* [WHAT THIS EXERCISE ASKS]
a) Using the article on "My Little Girl," decide whether each statement below agrees with it. For each, answer yes or no and quote the deciding words. (i) The song was released as the first single from Tim McGraw Reflected: Greatest Hits Vol. 2. (ii) McGraw wrote the song together with Tom Douglas. (iii) Kevin John Coyne gave the song a positive rating.
b) Print the part of the article on "My Little Girl" between "Critical reception" and "is a letdown.", inclusive.

* [DOCUMENT TEXT]
"My Little Girl" is a song co-written and recorded by American country music singer Tim McGraw that reached the top three on the Billboard Hot Country Songs chart. It was released in August 2006 as the second single from his compilation album Tim McGraw Reflected: Greatest Hits Vol. 2. The song was also featured on the 2006 film, Flicka. It was nominated by the Broadcast Film Critics Association for Best Song in 2006. McGraw co-wrote the song with Tom Douglas, making it the first single of McGraw's career that he had a hand in writing.

Content
The narrator of the song addresses his daughter, telling her that even though she is growing up, she will always be "[his] little girl".

Critical reception
Kevin John Coyne, reviewing the song for Country Universe, gave it a negative rating. He said that the song is "so sugary-sweet it can cause cavities." He then says that compared to his last single, "When The Stars Go Blue", this song is a letdown.

* [COLLECTED DATA]
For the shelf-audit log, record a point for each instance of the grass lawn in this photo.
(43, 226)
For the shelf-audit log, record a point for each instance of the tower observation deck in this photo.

* [SOLVED TASKS]
a)
(i) No: "It was released in August 2006 as the second single from his compilation album Tim McGraw Reflected: Greatest Hits Vol. 2."
(ii) Yes: "McGraw co-wrote the song with Tom Douglas"
(iii) No: "gave it a negative rating"

b)
Critical reception
Kevin John Coyne, reviewing the song for Country Universe, gave it a negative rating. He said that the song is "so sugary-sweet it can cause cavities." He then says that compared to his last single, "When The Stars Go Blue", this song is a letdown.